## EXERCISE INSTRUCTIONS
Copy out every line of the material below word for word, leaving out the pictures.

'''

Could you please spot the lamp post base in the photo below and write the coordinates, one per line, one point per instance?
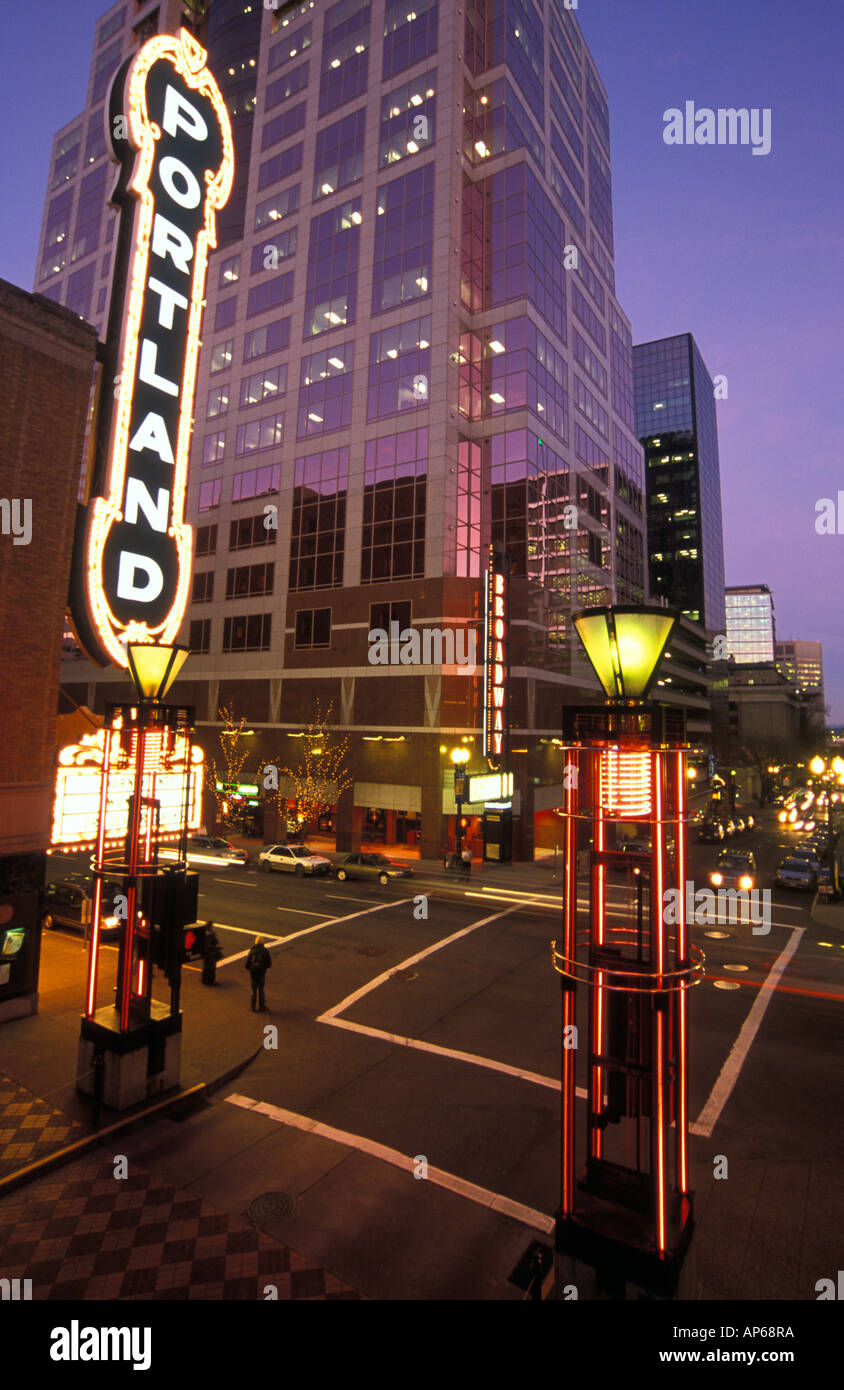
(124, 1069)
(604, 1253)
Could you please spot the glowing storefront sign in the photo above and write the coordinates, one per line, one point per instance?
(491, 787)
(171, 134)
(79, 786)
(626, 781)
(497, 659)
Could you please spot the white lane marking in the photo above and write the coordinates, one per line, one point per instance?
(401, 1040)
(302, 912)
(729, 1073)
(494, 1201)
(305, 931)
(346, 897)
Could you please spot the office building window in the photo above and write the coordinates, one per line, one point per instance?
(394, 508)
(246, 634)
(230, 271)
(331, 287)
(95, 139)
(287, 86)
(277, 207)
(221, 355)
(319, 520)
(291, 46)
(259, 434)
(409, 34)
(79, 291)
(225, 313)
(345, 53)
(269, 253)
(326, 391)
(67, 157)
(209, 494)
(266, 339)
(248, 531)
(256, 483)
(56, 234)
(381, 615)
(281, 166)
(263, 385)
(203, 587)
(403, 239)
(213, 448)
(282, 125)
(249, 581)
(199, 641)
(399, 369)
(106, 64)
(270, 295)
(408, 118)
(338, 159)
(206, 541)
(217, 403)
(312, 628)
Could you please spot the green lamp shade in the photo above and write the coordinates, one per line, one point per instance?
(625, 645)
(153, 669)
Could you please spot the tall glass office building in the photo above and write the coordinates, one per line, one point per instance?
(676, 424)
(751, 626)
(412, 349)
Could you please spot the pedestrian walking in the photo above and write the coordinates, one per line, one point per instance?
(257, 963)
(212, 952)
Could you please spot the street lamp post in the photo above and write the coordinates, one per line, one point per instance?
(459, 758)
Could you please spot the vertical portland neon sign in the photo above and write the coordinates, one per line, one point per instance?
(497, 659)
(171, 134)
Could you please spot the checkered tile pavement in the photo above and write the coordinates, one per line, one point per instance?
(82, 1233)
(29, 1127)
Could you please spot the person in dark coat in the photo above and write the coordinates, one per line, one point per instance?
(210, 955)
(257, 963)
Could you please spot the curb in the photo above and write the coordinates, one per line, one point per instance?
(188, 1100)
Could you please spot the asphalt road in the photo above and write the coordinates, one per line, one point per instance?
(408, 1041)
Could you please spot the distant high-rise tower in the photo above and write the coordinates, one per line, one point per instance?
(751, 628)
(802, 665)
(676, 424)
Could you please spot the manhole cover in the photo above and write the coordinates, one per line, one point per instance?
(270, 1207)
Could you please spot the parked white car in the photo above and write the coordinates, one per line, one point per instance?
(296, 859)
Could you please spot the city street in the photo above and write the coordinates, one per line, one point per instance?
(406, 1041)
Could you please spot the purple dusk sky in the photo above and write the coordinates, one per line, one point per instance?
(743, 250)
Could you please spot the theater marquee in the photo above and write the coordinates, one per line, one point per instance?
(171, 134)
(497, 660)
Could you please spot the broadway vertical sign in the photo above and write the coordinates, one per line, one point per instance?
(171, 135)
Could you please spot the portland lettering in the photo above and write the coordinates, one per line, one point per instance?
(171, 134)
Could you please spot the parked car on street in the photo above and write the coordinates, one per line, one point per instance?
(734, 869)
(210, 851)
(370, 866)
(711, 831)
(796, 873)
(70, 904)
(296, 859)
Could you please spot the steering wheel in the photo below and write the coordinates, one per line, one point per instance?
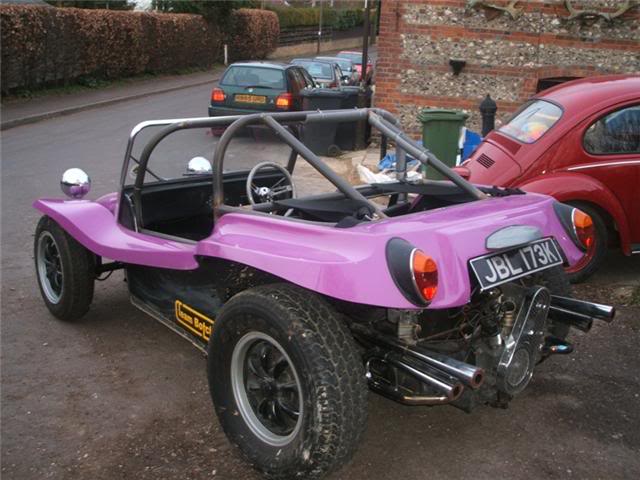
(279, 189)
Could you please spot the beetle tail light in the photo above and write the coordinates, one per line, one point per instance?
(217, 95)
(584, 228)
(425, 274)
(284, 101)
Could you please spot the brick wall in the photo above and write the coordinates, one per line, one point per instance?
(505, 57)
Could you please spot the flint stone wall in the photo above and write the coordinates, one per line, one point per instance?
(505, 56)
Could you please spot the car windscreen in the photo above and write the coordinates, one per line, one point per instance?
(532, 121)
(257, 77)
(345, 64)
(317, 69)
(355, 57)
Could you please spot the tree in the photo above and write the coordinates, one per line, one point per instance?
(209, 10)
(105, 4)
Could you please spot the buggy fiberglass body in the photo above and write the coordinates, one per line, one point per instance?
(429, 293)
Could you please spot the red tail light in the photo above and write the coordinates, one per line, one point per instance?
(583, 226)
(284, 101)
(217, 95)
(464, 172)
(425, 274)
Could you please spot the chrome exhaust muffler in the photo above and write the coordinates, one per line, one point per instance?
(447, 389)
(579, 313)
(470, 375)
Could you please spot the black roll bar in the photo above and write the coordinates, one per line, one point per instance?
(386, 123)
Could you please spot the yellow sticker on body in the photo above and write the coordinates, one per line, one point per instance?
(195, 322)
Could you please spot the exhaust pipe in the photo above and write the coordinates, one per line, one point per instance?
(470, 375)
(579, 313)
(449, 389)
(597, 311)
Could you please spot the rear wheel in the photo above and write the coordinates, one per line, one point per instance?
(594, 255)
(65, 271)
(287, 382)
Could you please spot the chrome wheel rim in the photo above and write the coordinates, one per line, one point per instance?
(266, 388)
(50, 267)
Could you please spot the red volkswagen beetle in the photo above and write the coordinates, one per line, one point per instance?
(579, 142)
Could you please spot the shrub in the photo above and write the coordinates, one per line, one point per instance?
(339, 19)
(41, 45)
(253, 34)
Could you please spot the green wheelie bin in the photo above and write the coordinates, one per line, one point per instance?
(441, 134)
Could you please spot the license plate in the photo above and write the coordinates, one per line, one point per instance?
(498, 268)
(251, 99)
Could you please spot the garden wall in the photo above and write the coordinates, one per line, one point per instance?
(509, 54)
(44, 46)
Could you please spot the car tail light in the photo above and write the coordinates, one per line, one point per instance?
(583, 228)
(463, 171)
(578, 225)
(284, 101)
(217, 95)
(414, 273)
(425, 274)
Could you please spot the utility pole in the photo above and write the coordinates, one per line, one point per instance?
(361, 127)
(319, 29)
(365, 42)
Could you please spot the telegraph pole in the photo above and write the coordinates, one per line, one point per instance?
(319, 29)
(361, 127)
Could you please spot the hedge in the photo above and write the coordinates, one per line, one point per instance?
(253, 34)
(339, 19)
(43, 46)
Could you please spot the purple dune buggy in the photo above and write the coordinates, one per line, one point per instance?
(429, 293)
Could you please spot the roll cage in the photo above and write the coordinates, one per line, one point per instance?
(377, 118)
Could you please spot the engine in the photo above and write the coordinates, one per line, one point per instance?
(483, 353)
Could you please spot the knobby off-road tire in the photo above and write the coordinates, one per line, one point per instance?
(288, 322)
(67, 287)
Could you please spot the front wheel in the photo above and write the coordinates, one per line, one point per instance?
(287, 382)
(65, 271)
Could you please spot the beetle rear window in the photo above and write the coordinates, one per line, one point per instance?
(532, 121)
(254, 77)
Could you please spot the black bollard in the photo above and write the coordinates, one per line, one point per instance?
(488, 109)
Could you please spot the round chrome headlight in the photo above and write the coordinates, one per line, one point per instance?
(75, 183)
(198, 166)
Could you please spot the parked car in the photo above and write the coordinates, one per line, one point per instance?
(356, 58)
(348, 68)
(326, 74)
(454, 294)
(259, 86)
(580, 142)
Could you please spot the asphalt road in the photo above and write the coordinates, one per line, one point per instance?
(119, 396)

'''

## EXERCISE OUTPUT
Could you please spot the lamp post base in the photo below and write the coordinates, one per line, one point per instance?
(124, 1069)
(604, 1253)
Could you please spot the glowing storefront sign in the photo above and write the coordinates, one per line, one point per instance?
(491, 787)
(171, 134)
(79, 786)
(626, 781)
(497, 659)
Could you please spot the white lane marking in the photo above and write the coordinates, one per line, one point per instance?
(401, 1040)
(302, 912)
(729, 1073)
(494, 1201)
(305, 931)
(346, 897)
Could you please spot the office building window in the photo above and write the coordinates, one per line, one point per instance?
(394, 508)
(246, 634)
(230, 271)
(331, 287)
(95, 139)
(287, 86)
(277, 207)
(221, 355)
(319, 520)
(291, 46)
(259, 434)
(409, 34)
(79, 291)
(225, 313)
(345, 53)
(269, 253)
(326, 391)
(67, 157)
(209, 494)
(266, 339)
(248, 531)
(256, 483)
(56, 234)
(381, 615)
(281, 166)
(263, 385)
(203, 587)
(403, 239)
(213, 448)
(282, 125)
(249, 581)
(199, 641)
(399, 369)
(106, 64)
(270, 295)
(408, 118)
(338, 159)
(206, 541)
(217, 403)
(312, 628)
Could you please spot the green lamp shade in the photo above and write the coordinates, one per line, one point per instance?
(625, 645)
(153, 669)
Could you please spot the tall glass office building in the photo above and write the coordinates, one per line, one point per instance?
(676, 424)
(751, 626)
(412, 349)
Could you please spot the pedestrian walking in the photo above and write the coordinates, one per line, one point per instance?
(257, 963)
(212, 952)
Could you please spot the street lamp post in the photo above and write the coordinates, one per line, one point per instance?
(459, 758)
Could you please spot the vertical portland neon sign in the photo above and write the coordinates, one per line, one point per instance?
(497, 659)
(171, 134)
Could you please spot the checkered tile pavement in the photo above and write the coordinates, one per line, one point per instance?
(82, 1233)
(29, 1127)
Could you please spot the person in dark coat in the photo above and write the coordinates, one per line, one point per instance?
(210, 955)
(257, 963)
Could you please spot the curb in the photo above and write the coordinates, one per line, one point per instance?
(188, 1100)
Could you please spot the asphalt road in the photo above and write the coordinates, one per line, one point per instance?
(408, 1041)
Could you please spot the distant high-rise tower in the photo above and write the coordinates, one per line, one point per instance?
(751, 628)
(802, 665)
(676, 424)
Could you please spot the manhole cover in the photo above and write the coordinates, one per line, one point per instance?
(270, 1207)
Could you please spot the parked white car in the photo above and write the coordinates, one per line, one point per instance?
(296, 859)
Could you please spot the city street in the photo above and write the coordinates, one per line, one point per instance?
(406, 1041)
Could you please spot the purple dusk sky in the photo above and write the coordinates, one per line, one point per instance?
(743, 250)
Could you please spot the theater marquee in the photo above and write the coordinates, one per line, one point per instance?
(171, 134)
(497, 660)
Could you please spot the broadway vertical sign in the photo above and write the coordinates, one per line, one point per instance?
(171, 135)
Could you please spot the portland lettering in the photo above and write the coordinates, one per line, one point per instance?
(171, 134)
Could you please spot the parked car on street in the photo above and write the coordinates, one per line, one point per instance?
(734, 869)
(210, 851)
(370, 866)
(711, 831)
(796, 873)
(70, 904)
(296, 859)
Could you please spot the steering wheel in the photo below and write the coordinates, one per line, one point per instance?
(279, 189)
Could you please spot the beetle tail light in the photo above and write the coordinates, one per line, one point per instance?
(217, 95)
(584, 228)
(425, 274)
(284, 101)
Could you please spot the brick wall in the photo above and write the coordinates, one per line, one point per instance?
(505, 57)
Could you please spot the flint stone wall in the photo above and write the coordinates, one per line, one point per instance?
(505, 56)
Could you please spot the car windscreen in the photo above and write the coordinates, one per line, one point per instance?
(532, 121)
(257, 77)
(345, 64)
(317, 69)
(355, 57)
Could you please spot the tree in the photo above and write the coordinates, one per line, one point per instance?
(209, 10)
(105, 4)
Could you please spot the buggy fiberglass body in the photo above and write the coordinates, one per line, one point per instance?
(429, 293)
Could you please spot the red tail light in the photo above and write the coordinates, one per line, one point per instance?
(583, 226)
(284, 101)
(217, 95)
(464, 172)
(425, 274)
Could you please spot the chrome exhaust muffler in the photo above and write the coordinates, one per line, one point per instance?
(447, 389)
(579, 313)
(470, 375)
Could you please spot the black roll bar in the photo above and write the coordinates, one per line, one point per instance?
(386, 123)
Could you please spot the yellow sticker on body in the photo above and write the coordinates, one per line, one point per instance?
(195, 322)
Could you please spot the exhaust pipe in the photo above and write the coordinates, one per line, one point per instance?
(470, 375)
(579, 313)
(449, 389)
(597, 311)
Could you please spot the rear wheel in the photo above and write the coordinates, one per line, one point per instance?
(594, 255)
(65, 271)
(287, 382)
Could you please spot the chrome wheel rim in the photo above and write the coordinates, one per line, one point per instance?
(266, 388)
(50, 267)
Could you please spot the red volkswagen beetle in the photo above and write the coordinates, one per line, one point per instance?
(579, 142)
Could you please spot the shrub in the photo above and write the coordinates, one per line, one point per instance?
(339, 19)
(41, 45)
(253, 34)
Could you please spot the green wheelie bin in the photo above and write the coordinates, one per line, one point per instance?
(441, 134)
Could you please spot the license plate in the photo above and write the coordinates, one per line, one point per instance?
(498, 268)
(251, 99)
Could you please spot the garden wall in the photo above and write the coordinates, one per line, one point per instance?
(509, 54)
(44, 46)
Could you please spot the car tail light in the photo above and write the coordinates, one per line, one point per instance?
(583, 228)
(463, 171)
(578, 225)
(284, 101)
(217, 95)
(414, 273)
(425, 274)
Could you please spot the utility pole in the photo above and write the coordinates, one per line, one point per instance?
(361, 127)
(319, 29)
(365, 42)
Could you please spot the telegraph pole in the photo above and write the coordinates, one per line, one point per instance?
(319, 29)
(361, 127)
Could you please spot the hedge in the photo above and write the coordinates, one per line, one point per instance?
(253, 34)
(339, 19)
(43, 46)
Could you please spot the purple dune buggy in the photo above and write the coordinates, one per line, one point per instance?
(429, 293)
Could you please spot the roll cage in the photo above and write the coordinates, one per line, one point per instance?
(377, 118)
Could you please spot the engine in the photo above and write the coordinates, one per line, one point per instance?
(483, 353)
Could you please spot the knobby off-road tire in the photo above and write the coordinates, one per line, one point per instance?
(288, 322)
(67, 287)
Could you please spot the front wheel in the photo above and write the coordinates, one per line, one point per instance?
(287, 382)
(65, 271)
Could you please spot the beetle rear window in the photo above and write the coordinates, one per line, one point per instance?
(532, 121)
(254, 77)
Could you please spot the black bollard in the photo above and write the coordinates, one per line, one point per instance?
(488, 109)
Could you please spot the round chrome headlight in the photo above and write the coordinates, one per line, one point per instance?
(75, 183)
(198, 166)
Could you please spot the parked car in the photo above and write the coordinates, one per line, one point per instance?
(356, 58)
(348, 68)
(326, 74)
(454, 294)
(259, 86)
(580, 142)
Could you please spot the asphalt road in the photo above and write the coordinates, one per line, one point per instance?
(119, 396)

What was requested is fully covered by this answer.